EXERCISE REQUIREMENTS:
In the data that follows, each entry is to be restated exactly.

Source records:

********************

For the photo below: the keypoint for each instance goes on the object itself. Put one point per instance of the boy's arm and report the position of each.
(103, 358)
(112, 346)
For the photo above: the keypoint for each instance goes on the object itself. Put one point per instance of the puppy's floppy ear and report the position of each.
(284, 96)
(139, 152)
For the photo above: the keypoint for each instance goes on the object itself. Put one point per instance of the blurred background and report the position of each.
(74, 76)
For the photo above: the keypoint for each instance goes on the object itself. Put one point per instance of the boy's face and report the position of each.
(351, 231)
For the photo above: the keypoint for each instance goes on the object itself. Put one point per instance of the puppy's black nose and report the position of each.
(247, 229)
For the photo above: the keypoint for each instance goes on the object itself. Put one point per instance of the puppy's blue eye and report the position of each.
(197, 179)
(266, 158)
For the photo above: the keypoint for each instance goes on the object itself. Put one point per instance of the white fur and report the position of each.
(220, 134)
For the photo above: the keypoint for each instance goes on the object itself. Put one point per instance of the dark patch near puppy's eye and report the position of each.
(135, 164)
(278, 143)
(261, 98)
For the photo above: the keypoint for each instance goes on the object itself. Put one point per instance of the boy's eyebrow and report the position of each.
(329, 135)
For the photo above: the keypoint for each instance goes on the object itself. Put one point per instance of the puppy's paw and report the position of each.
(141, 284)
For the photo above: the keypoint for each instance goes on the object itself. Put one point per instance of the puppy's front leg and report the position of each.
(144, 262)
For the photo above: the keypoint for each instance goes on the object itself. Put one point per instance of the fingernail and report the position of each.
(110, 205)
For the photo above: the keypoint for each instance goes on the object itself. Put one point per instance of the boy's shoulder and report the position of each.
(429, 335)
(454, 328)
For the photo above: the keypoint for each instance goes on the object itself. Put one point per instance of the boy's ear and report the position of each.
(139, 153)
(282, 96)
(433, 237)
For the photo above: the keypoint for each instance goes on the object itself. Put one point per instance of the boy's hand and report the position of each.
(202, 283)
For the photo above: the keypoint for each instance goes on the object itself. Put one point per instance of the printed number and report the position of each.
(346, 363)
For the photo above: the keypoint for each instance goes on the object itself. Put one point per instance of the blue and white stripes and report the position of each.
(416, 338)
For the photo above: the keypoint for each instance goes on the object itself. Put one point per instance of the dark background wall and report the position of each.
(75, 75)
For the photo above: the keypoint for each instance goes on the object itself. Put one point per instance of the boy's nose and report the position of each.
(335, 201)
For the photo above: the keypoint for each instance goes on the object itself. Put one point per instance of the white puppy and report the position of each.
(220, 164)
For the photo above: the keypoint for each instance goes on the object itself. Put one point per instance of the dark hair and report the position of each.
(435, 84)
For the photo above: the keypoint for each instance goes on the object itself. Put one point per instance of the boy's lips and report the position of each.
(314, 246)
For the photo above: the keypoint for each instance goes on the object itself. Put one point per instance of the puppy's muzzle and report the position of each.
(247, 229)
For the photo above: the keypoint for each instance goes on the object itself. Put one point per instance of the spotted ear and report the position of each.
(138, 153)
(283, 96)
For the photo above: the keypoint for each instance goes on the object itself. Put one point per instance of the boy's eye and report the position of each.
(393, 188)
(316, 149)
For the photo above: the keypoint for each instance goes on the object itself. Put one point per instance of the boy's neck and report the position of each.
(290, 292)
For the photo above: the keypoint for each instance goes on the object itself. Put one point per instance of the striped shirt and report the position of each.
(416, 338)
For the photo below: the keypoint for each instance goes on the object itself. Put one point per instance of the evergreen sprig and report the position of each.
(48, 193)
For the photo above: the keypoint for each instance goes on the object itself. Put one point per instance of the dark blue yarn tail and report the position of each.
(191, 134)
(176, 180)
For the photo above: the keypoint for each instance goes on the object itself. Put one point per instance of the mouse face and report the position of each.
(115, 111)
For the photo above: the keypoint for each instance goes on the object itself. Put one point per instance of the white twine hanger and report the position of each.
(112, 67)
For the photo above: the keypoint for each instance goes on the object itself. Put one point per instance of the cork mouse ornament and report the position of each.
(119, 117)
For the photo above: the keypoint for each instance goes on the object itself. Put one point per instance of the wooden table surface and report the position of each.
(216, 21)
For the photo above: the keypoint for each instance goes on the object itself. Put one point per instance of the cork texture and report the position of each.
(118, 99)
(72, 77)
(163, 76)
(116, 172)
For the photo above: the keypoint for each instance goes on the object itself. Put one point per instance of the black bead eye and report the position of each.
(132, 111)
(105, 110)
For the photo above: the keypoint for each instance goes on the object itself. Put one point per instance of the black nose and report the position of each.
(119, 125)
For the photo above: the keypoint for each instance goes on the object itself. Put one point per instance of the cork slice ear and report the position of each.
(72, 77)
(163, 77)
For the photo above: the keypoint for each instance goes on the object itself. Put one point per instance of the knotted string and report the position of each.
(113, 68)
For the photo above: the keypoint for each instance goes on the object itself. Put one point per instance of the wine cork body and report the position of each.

********************

SOLUTION FOR THIS TASK:
For the photo below: the keypoint for each instance goes on the object itself. Put one point per instance of the boy's arm and report the position of each.
(103, 358)
(112, 346)
For the photo above: the keypoint for each instance goes on the object itself. Put one point per instance of the puppy's floppy ear and report the position of each.
(284, 96)
(139, 152)
For the photo above: the keypoint for each instance goes on the object itself. Put one point per instance of the blurred background and report the position of each.
(74, 76)
For the photo above: the keypoint for each instance goes on the object itself. Put one point per instance of the boy's face and report the position of each.
(351, 231)
For the photo above: the keypoint for each instance goes on the object itself. Put one point per instance of the puppy's black nose and report the position of each.
(247, 229)
For the photo above: the keypoint for each instance goes on the object itself. Put one point per instance of the puppy's blue eye and report the position of each.
(197, 179)
(266, 158)
For the photo above: the keypoint for each instance goes on the object itself. Put one point per instance of the white fur and report the position of each.
(220, 134)
For the photo above: the keypoint for each instance goes on the object itself. Put one point per instance of the dark patch near puppy's eye and report the position of each.
(135, 164)
(278, 143)
(261, 98)
For the photo above: the keypoint for each instance goes on the object itself. Put one point per instance of the boy's eyebrow and report the position of each.
(329, 135)
For the photo above: the keypoint for each instance goes on the object itself. Put one point per instance of the puppy's paw and report the position of each.
(141, 284)
For the photo above: the keypoint for each instance goes on the object itself. Put one point per instance of the puppy's front leg and report the position of each.
(144, 262)
For the photo above: the keypoint for each instance goes on the object itself. Put one point per instance of the fingernail and report the position of each.
(110, 205)
For the photo above: the keypoint for each instance goes on the object itself. Put one point per instance of the boy's shoulder and report the position of each.
(429, 335)
(454, 328)
For the photo above: the keypoint for each instance goes on the object itself. Put one point per instance of the boy's ear and report the position of each.
(139, 153)
(282, 96)
(433, 237)
For the photo above: the keypoint for each instance goes on the object itself. Put one point per instance of the boy's hand and report the position of each.
(202, 283)
For the photo above: the keypoint for each instance goes on the object itself. Put one point per instance of the printed number and report the position of each.
(346, 363)
For the photo above: the keypoint for each instance goes on the object itself. Put one point per instance of the blue and white stripes and report the position of each.
(416, 338)
For the photo above: the keypoint for each instance goes on the object itself. Put one point per instance of the dark background wall and report the position of each.
(75, 75)
For the photo above: the keypoint for each instance goes on the object itself. Put one point per instance of the boy's nose and report the position of each.
(335, 201)
For the photo above: the keypoint for each instance goes on the object itself. Put one point per instance of the white puppy and report the position of each.
(220, 164)
For the photo above: the keypoint for each instance goes on the object itself. Put one point per instance of the dark hair and report the position of each.
(435, 84)
For the photo above: the keypoint for each instance goes on the object itself. Put one point per instance of the boy's lips and report the position of each.
(314, 246)
For the photo above: the keypoint for each instance goes on the object itself. Put one point per instance of the puppy's muzzle and report the position of each.
(247, 229)
For the photo above: the keypoint for each instance goes on the object itself. Put one point per instance of the spotted ear and report the position of each.
(138, 153)
(283, 96)
For the photo above: the keypoint for each instance goes on the object itself. Put one point per instance of the boy's eye and report the position of each.
(393, 188)
(316, 149)
For the photo above: the keypoint for each instance goes on the object itself. Put one point per instance of the boy's neck and report the position of each.
(290, 292)
For the photo above: the keypoint for each instance goes on the object itself. Put one point per instance of the striped shirt and report the position of each.
(416, 338)
For the photo below: the keypoint for each instance goes on the object itself. Put one point per instance of the evergreen sprig and report the position of each.
(48, 193)
For the photo above: the keypoint for each instance goes on the object itself. Put one point per instance of the dark blue yarn tail and report the position of each.
(191, 134)
(176, 180)
For the photo above: the keypoint for each instance goes on the object itself. Put one point per instance of the mouse face and report the position of each.
(115, 111)
For the photo above: the keypoint for each instance goes on the object itself. Put one point per instance of the white twine hanger and report the position of each.
(112, 67)
For the photo above: the keypoint for each instance goes on the object itself. Put one point per instance of the cork mouse ornament and report the position of each.
(119, 117)
For the photo above: the keypoint for each instance goes on the object itself. Put one point per instance of the wooden table surface and report the position of each.
(216, 21)
For the photo above: the keypoint for each instance goes on the object itself. Put one point per instance of the cork texture and report the position of each.
(118, 99)
(72, 77)
(163, 76)
(116, 172)
For the photo above: the keypoint for each instance goes on the object itself. Put one point per instance of the black bead eye and report the position of each.
(132, 111)
(105, 110)
For the photo above: the keypoint for each instance goes on the object itself. Put one point per instance of the black nose and report the position of each.
(119, 125)
For the photo above: the keypoint for each instance goes on the object itself. Put one point per instance of the cork slice ear and report the position of each.
(72, 77)
(163, 77)
For the photo above: the keypoint for each instance goes on the object itself. Put one point per instance of the knotted string and report the position of each.
(113, 68)
For the photo above: the keypoint for each instance goes on the object itself. Put one point per instance of the wine cork body and report the position of each.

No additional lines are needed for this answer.